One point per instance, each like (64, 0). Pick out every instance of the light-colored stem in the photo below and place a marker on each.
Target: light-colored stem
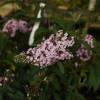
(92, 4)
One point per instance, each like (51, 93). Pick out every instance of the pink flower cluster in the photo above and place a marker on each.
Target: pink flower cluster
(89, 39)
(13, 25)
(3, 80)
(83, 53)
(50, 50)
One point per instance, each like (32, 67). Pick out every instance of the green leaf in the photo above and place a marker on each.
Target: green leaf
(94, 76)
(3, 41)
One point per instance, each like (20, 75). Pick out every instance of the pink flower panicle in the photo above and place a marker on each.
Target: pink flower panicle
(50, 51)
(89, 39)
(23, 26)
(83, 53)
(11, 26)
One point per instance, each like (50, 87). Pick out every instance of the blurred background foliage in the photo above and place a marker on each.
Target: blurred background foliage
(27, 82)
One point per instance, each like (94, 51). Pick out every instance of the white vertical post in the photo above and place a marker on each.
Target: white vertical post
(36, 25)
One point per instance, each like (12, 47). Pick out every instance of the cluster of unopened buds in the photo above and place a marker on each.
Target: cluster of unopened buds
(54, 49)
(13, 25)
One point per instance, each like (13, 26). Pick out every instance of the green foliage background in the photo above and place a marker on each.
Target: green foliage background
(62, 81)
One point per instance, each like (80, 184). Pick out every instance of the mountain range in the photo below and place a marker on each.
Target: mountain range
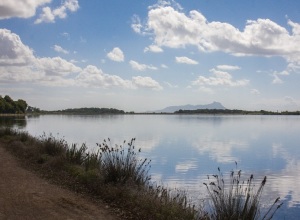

● ● ● ●

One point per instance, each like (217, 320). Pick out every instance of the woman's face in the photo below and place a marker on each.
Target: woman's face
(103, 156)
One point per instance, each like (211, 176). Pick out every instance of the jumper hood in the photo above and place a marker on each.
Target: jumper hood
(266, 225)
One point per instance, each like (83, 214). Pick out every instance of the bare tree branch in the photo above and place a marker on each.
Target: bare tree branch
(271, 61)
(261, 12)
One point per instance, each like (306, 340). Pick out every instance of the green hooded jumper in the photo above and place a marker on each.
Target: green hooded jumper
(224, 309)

● ● ● ●

§ THE EXERCISE: Copy out every line of the records above that contains the word "buds". Case counts.

§ CORRECT RESULT:
One point per instance, each like (12, 47). Pick out every instance of the cluster of unopened buds in the photo above and place a marker on each.
Target: cluster of unopened buds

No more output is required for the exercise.